**Задание 1:** Перепишите дословно отрывок из фрагмента о закрытом торговом государстве между словами «Единственное средство, которое» и «идеальную организацию производства.» включительно.
**Задание 2:** Перечислите, пожалуйста, все свободы, которых, согласно фрагменту о закрытом торговом государстве, покупатель требует для продавца под видом свободы торговли.
**Задание 3:**
Ответьте по фрагменту о закрытом торговом государстве на три вопроса:
(а) Для кого должны быть закрыты границы каждого государства?
(б) Во что превратился мир, современный автору цитируемого трактата?
(в) Какое единственное средство могло бы спасти современный мир, по мнению Фихте?

Число рабочих каждой профессии должно быть ограничено! «Оно (государство) должно не только определять численность вообще всего сословия обрабатывающих, но и численность тех, кто посвящает себя какой-нибудь особой отрасли искусства (профессии)»[48]. Границы каждого государства должны быть закрыты для торговцев – иностранцев. «Aller Verkehr mit dem Ausländer muss den Unterhanen verboten sein und unmöglich gemacht werden» (всякое сношение с иностранцем требуется запретить и сделать невозможным для подданных»[49].

Итак, полное устранение конкуренции, царящей в промышленном мире! Современный автору цитируемого трактата мир превратился в единое, громадное торговое государство: в этом обстоятельстве – источник общественных бедствий. Границ отдельных государств как бы не существует; никакая регулярная производительная деятельность немыслима. Стоит кому-нибудь заняться известным делом – сейчас отовсюду являются конкуренты, рынок переполняется товарами, цены на последние падают, производители разоряются. «Возникает бесконечная война всех против всех… И эта война становится все ожесточеннее, несправедливее, опаснее по своим последствиям, чем больше растет население мира, чем больше приобретений делает торговое государство, чем больше развивается производство и искусство (промышленность) и, вместе с тем, увеличивается количество обращающихся товаров, а с ними потребности становятся все более и более разнообразными. Что, при простом образе жизни наций совершалось раньше без великих несправедливостей и притеснений, обращается, благодаря повышенным потребностям в вопиющую несправедливость, в источник великих зол. Покупатель старается отнять товары у продавца; поэтому требует он свободы торговли, т. е. свободы для продавца скитаться по рынкам, свободы не находить сбыта товарам и продавать их значительно ниже их стоимости. Поэтому требует он сильной конкуренции между производителями (Fabrikanten) и купцами»…[50]

Единственное средство, которое бы могло спасти современный мир, которое бы уничтожило зло в корне, – это, по мнению Фихте, расколоть мировое государство на отдельные самодовлеющие тела. Каждое такое тело, каждое «закрытое торговое государство» получит возможность урегулировать свои внутренние экономические отношения. Оно сумеет и добывать и обрабатывать все, что нужно для удовлетворения потребностей его граждан. Оно осуществит идеальную организацию производства.

**Представленные данные:**

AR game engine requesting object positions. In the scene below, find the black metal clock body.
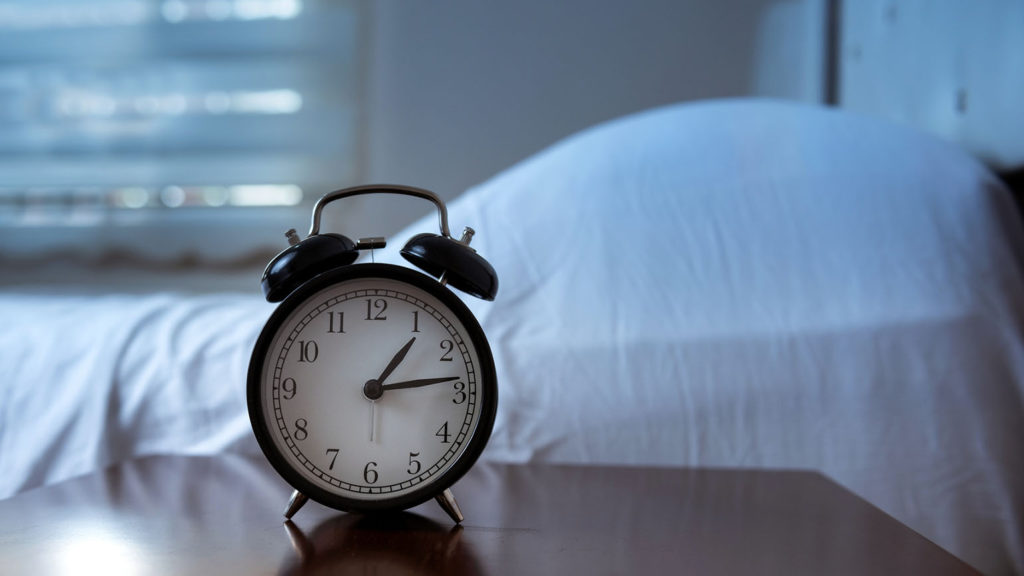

**Ответ на задание 1:**
Единственное средство, которое бы могло спасти современный мир, которое бы уничтожило зло в корне, – это, по мнению Фихте, расколоть мировое государство на отдельные самодовлеющие тела. Каждое такое тело, каждое «закрытое торговое государство» получит возможность урегулировать свои внутренние экономические отношения. Оно сумеет и добывать и обрабатывать все, что нужно для удовлетворения потребностей его граждан. Оно осуществит идеальную организацию производства.

**Ответ на задание 2:**
- свобода скитаться по рынкам
- свобода не находить сбыта товарам
- свобода продавать товары значительно ниже их стоимости

**Ответ на задание 3:**
(а) Для торговцев-иностранцев.
(б) В единое, громадное торговое государство.
(в) Расколоть мировое государство на отдельные самодовлеющие тела.